-- Directive --
Begin at the line that has "Each instance of the short" and stop after the last line of the data. Write out every line in that span, requests included, but shift each x and y coordinate in the answers by -41 and leave the sample coordinates in the requests as they are.

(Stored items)
■ ■ ■
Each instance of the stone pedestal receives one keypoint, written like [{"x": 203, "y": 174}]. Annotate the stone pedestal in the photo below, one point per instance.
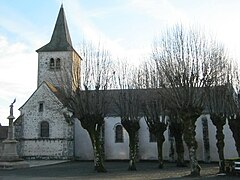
[
  {"x": 10, "y": 151},
  {"x": 9, "y": 158}
]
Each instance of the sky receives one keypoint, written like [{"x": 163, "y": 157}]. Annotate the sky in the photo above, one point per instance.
[{"x": 126, "y": 27}]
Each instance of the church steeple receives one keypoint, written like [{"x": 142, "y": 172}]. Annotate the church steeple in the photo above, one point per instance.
[
  {"x": 58, "y": 55},
  {"x": 61, "y": 40}
]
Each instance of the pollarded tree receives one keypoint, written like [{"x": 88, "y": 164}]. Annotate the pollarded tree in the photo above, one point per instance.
[
  {"x": 182, "y": 58},
  {"x": 156, "y": 120},
  {"x": 219, "y": 92},
  {"x": 233, "y": 103},
  {"x": 128, "y": 103},
  {"x": 87, "y": 96},
  {"x": 154, "y": 105}
]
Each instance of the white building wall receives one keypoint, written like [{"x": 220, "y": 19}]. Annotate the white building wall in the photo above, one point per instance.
[
  {"x": 59, "y": 144},
  {"x": 115, "y": 150},
  {"x": 148, "y": 150},
  {"x": 83, "y": 146}
]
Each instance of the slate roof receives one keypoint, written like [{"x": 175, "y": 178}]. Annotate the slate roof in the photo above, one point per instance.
[
  {"x": 3, "y": 132},
  {"x": 61, "y": 40}
]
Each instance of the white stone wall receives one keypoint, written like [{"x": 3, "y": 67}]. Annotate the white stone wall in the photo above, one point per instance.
[
  {"x": 60, "y": 141},
  {"x": 148, "y": 150},
  {"x": 69, "y": 60},
  {"x": 115, "y": 150},
  {"x": 83, "y": 146}
]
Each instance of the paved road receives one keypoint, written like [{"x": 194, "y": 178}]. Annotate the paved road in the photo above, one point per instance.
[{"x": 116, "y": 170}]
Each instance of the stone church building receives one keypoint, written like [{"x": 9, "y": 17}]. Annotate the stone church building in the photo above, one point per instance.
[{"x": 43, "y": 131}]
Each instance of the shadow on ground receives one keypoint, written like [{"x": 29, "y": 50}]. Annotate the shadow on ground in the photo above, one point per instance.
[{"x": 116, "y": 170}]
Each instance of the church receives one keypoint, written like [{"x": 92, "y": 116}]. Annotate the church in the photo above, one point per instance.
[{"x": 44, "y": 132}]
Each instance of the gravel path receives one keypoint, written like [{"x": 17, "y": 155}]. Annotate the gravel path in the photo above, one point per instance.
[{"x": 116, "y": 170}]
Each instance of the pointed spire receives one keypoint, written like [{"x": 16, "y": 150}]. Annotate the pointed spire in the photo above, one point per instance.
[{"x": 61, "y": 40}]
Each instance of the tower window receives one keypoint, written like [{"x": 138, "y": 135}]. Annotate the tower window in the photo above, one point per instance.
[
  {"x": 44, "y": 129},
  {"x": 58, "y": 63},
  {"x": 40, "y": 107},
  {"x": 119, "y": 134},
  {"x": 52, "y": 63},
  {"x": 152, "y": 137}
]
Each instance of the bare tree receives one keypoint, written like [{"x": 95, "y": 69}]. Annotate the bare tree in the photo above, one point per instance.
[
  {"x": 182, "y": 59},
  {"x": 155, "y": 105},
  {"x": 87, "y": 97},
  {"x": 156, "y": 120},
  {"x": 128, "y": 103},
  {"x": 219, "y": 93}
]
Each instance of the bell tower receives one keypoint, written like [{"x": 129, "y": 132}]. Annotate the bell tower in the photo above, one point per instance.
[{"x": 57, "y": 60}]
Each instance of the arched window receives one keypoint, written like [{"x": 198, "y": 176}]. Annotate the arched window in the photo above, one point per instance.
[
  {"x": 119, "y": 134},
  {"x": 44, "y": 129},
  {"x": 58, "y": 63},
  {"x": 152, "y": 137},
  {"x": 52, "y": 64}
]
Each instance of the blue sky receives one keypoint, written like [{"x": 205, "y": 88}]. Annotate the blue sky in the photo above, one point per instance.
[{"x": 126, "y": 27}]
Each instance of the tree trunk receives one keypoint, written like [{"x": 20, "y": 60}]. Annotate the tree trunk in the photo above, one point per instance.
[
  {"x": 133, "y": 150},
  {"x": 160, "y": 140},
  {"x": 219, "y": 121},
  {"x": 98, "y": 152},
  {"x": 235, "y": 128},
  {"x": 189, "y": 138},
  {"x": 206, "y": 140},
  {"x": 176, "y": 129}
]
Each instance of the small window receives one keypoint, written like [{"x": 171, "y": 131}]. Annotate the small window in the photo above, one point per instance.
[
  {"x": 44, "y": 129},
  {"x": 119, "y": 134},
  {"x": 58, "y": 63},
  {"x": 152, "y": 137},
  {"x": 40, "y": 108},
  {"x": 52, "y": 64}
]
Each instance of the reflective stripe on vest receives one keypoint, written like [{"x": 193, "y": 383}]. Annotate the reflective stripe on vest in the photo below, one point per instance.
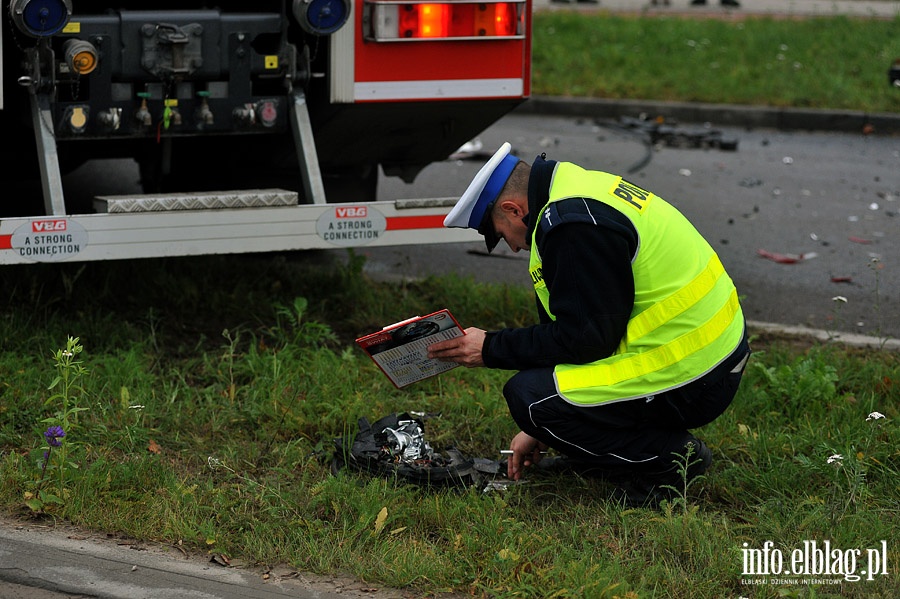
[{"x": 686, "y": 319}]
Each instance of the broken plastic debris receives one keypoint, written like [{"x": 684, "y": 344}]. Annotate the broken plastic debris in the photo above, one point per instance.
[
  {"x": 861, "y": 240},
  {"x": 785, "y": 258}
]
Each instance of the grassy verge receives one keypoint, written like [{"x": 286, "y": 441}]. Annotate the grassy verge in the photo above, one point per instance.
[
  {"x": 200, "y": 402},
  {"x": 833, "y": 63}
]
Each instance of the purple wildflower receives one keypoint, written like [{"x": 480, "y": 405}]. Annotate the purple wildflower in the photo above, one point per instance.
[{"x": 53, "y": 436}]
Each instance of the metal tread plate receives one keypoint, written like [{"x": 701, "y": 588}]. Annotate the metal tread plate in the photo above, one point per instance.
[{"x": 213, "y": 200}]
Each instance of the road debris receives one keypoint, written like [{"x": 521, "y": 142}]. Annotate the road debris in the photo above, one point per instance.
[{"x": 786, "y": 258}]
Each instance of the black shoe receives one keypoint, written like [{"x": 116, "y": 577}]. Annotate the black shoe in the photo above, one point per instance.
[{"x": 651, "y": 488}]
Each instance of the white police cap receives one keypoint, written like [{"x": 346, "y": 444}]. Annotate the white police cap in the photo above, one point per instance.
[{"x": 472, "y": 211}]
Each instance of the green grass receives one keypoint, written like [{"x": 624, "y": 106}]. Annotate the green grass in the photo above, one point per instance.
[
  {"x": 828, "y": 63},
  {"x": 203, "y": 407}
]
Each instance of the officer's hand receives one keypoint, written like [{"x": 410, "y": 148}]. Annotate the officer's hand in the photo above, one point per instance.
[
  {"x": 526, "y": 450},
  {"x": 465, "y": 350}
]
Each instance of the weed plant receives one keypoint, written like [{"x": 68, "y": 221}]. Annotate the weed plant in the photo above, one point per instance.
[
  {"x": 821, "y": 63},
  {"x": 210, "y": 390}
]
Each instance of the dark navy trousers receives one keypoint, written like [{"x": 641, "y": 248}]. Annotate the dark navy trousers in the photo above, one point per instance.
[{"x": 638, "y": 434}]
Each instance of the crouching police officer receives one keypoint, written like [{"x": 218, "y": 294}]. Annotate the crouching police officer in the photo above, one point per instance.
[{"x": 641, "y": 337}]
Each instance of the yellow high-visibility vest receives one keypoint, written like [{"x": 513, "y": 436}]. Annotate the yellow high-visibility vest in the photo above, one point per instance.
[{"x": 686, "y": 318}]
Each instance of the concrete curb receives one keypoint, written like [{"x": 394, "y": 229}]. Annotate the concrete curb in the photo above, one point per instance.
[
  {"x": 843, "y": 338},
  {"x": 734, "y": 115}
]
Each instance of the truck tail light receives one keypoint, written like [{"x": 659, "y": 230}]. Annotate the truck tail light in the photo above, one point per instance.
[
  {"x": 81, "y": 56},
  {"x": 397, "y": 20}
]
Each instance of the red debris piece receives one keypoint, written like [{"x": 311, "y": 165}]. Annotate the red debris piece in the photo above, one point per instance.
[{"x": 781, "y": 258}]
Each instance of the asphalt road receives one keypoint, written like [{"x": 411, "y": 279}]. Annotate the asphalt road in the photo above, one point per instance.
[
  {"x": 798, "y": 217},
  {"x": 824, "y": 207}
]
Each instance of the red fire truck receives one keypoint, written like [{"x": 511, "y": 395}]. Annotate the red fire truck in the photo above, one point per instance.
[{"x": 256, "y": 126}]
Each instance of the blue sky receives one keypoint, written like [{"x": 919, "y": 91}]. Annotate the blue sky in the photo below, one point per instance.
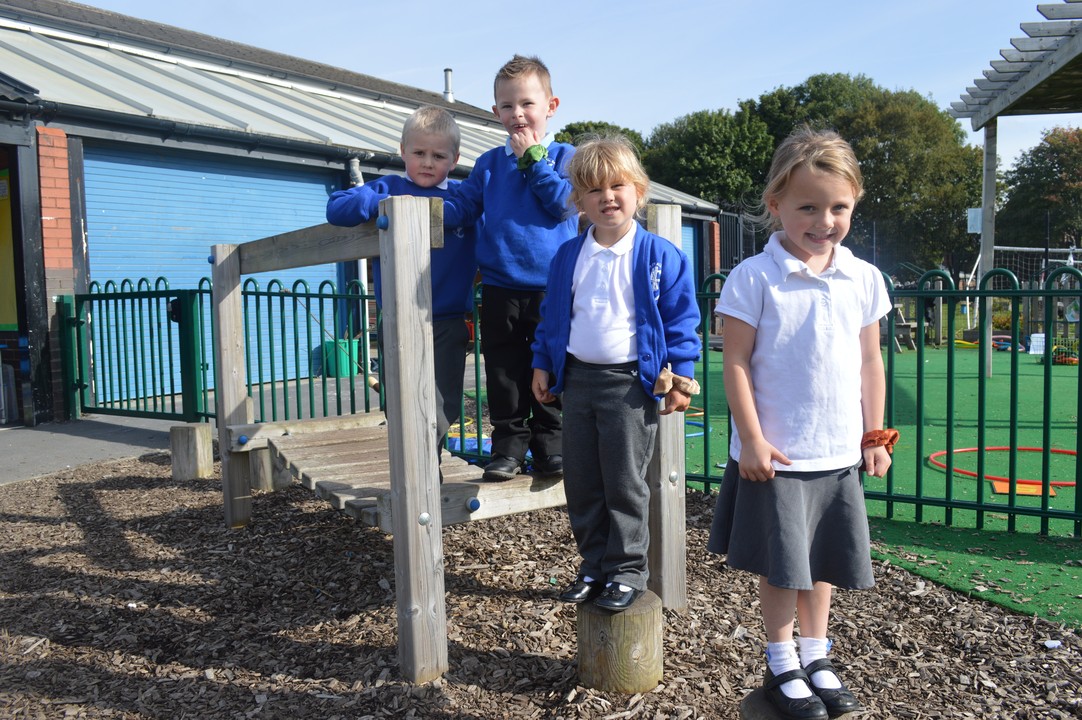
[{"x": 637, "y": 63}]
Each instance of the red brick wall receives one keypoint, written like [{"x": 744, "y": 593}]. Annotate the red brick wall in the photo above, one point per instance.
[{"x": 56, "y": 241}]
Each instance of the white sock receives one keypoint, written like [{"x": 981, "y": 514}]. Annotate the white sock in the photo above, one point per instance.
[
  {"x": 781, "y": 657},
  {"x": 812, "y": 650}
]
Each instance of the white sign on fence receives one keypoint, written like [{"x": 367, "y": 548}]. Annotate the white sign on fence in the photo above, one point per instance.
[{"x": 975, "y": 218}]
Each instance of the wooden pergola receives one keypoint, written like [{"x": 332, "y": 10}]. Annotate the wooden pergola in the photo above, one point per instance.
[{"x": 1040, "y": 74}]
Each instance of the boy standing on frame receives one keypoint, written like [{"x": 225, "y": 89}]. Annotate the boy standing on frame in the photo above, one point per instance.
[
  {"x": 618, "y": 334},
  {"x": 522, "y": 191},
  {"x": 430, "y": 149},
  {"x": 805, "y": 385}
]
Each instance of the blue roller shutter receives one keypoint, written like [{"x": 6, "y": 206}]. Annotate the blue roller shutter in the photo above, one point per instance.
[{"x": 155, "y": 213}]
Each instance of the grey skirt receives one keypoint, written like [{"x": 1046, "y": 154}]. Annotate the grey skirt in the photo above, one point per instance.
[{"x": 796, "y": 528}]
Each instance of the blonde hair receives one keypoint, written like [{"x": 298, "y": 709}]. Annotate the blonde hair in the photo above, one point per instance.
[
  {"x": 429, "y": 119},
  {"x": 520, "y": 66},
  {"x": 819, "y": 151},
  {"x": 603, "y": 159}
]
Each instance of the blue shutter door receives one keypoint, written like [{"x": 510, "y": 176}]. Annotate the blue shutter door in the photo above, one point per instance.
[{"x": 156, "y": 213}]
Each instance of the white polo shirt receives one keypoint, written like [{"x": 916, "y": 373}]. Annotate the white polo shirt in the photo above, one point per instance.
[
  {"x": 805, "y": 365},
  {"x": 603, "y": 306}
]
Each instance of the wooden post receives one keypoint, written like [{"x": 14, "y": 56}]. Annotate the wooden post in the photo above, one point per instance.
[
  {"x": 411, "y": 434},
  {"x": 621, "y": 652},
  {"x": 192, "y": 449},
  {"x": 668, "y": 555},
  {"x": 231, "y": 382}
]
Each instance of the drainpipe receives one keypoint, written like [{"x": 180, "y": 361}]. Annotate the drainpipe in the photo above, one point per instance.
[{"x": 448, "y": 93}]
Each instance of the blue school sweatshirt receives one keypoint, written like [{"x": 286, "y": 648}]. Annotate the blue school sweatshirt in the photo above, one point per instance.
[
  {"x": 667, "y": 313},
  {"x": 526, "y": 214},
  {"x": 453, "y": 266}
]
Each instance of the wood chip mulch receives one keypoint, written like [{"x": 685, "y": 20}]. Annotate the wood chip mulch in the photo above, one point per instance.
[{"x": 122, "y": 596}]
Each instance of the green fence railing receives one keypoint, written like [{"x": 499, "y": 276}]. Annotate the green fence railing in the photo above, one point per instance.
[{"x": 989, "y": 436}]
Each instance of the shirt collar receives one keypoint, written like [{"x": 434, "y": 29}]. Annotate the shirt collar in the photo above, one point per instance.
[
  {"x": 546, "y": 141},
  {"x": 841, "y": 262},
  {"x": 623, "y": 246},
  {"x": 441, "y": 185}
]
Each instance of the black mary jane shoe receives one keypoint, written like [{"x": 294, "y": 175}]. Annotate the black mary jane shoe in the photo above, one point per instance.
[
  {"x": 501, "y": 468},
  {"x": 839, "y": 701},
  {"x": 581, "y": 591},
  {"x": 793, "y": 708},
  {"x": 615, "y": 599}
]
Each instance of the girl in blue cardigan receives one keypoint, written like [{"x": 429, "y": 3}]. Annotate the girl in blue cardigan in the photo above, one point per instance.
[{"x": 617, "y": 335}]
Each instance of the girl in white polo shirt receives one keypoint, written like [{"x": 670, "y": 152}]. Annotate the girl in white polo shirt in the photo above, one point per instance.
[{"x": 805, "y": 384}]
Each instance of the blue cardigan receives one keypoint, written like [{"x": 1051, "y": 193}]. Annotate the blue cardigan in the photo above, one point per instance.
[
  {"x": 453, "y": 267},
  {"x": 667, "y": 313},
  {"x": 526, "y": 214}
]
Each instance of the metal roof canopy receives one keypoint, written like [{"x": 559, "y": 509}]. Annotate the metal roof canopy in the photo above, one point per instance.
[
  {"x": 1040, "y": 74},
  {"x": 105, "y": 75}
]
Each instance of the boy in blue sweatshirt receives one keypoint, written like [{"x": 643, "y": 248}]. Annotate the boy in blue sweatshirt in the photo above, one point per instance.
[
  {"x": 430, "y": 148},
  {"x": 522, "y": 191},
  {"x": 617, "y": 337}
]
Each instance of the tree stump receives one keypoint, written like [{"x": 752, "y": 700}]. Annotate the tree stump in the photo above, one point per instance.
[
  {"x": 192, "y": 449},
  {"x": 621, "y": 652}
]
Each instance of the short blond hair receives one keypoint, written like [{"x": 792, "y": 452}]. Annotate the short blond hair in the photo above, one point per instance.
[
  {"x": 520, "y": 66},
  {"x": 603, "y": 159},
  {"x": 432, "y": 120},
  {"x": 819, "y": 151}
]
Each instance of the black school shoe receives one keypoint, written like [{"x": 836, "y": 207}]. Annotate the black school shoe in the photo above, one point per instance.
[
  {"x": 549, "y": 467},
  {"x": 793, "y": 708},
  {"x": 839, "y": 701},
  {"x": 581, "y": 591},
  {"x": 501, "y": 468},
  {"x": 616, "y": 600}
]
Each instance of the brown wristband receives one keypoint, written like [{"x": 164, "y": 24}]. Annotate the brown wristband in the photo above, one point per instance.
[{"x": 880, "y": 437}]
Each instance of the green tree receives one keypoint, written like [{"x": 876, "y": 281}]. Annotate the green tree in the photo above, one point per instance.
[
  {"x": 1044, "y": 194},
  {"x": 574, "y": 131},
  {"x": 711, "y": 154},
  {"x": 920, "y": 178},
  {"x": 920, "y": 175}
]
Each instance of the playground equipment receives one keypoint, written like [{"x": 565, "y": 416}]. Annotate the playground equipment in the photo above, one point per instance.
[
  {"x": 409, "y": 499},
  {"x": 1001, "y": 484}
]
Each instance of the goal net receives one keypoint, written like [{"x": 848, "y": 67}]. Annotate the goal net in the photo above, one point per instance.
■ ■ ■
-- Task answer --
Each instance of the short blond hair receives one keypoint, written like [{"x": 792, "y": 452}]. Annotate the short blond hair in the photo above, one point per instance.
[
  {"x": 479, "y": 25},
  {"x": 562, "y": 118},
  {"x": 391, "y": 79},
  {"x": 778, "y": 110}
]
Each instance of the black school shoe receives one keypoint, written like [{"x": 836, "y": 207}]. Annotate the black school shoe in the photo above, one point per instance.
[
  {"x": 508, "y": 426},
  {"x": 752, "y": 667},
  {"x": 798, "y": 660},
  {"x": 540, "y": 550},
  {"x": 460, "y": 427},
  {"x": 575, "y": 559}
]
Each instance of the brown wristband receives one keypoint, written like [{"x": 164, "y": 24}]. Annotate the brown wristband in the photo above, one point per instance.
[{"x": 839, "y": 396}]
Each instance of the green tree receives one keypoint, written like [{"x": 876, "y": 281}]. Annotate the green tree in the photo above, one point per instance.
[
  {"x": 1003, "y": 153},
  {"x": 533, "y": 90},
  {"x": 670, "y": 113},
  {"x": 879, "y": 137},
  {"x": 879, "y": 134}
]
Each instance of the playground equipment receives one keypoint, written like [{"x": 565, "y": 416}]. Annotate the playground equipment in the photo above, one point per instance.
[
  {"x": 368, "y": 458},
  {"x": 960, "y": 443}
]
Each instance of the goal net receives one keypoint, written like [{"x": 848, "y": 67}]. Annotate the goal net in the photo above, one point per instance.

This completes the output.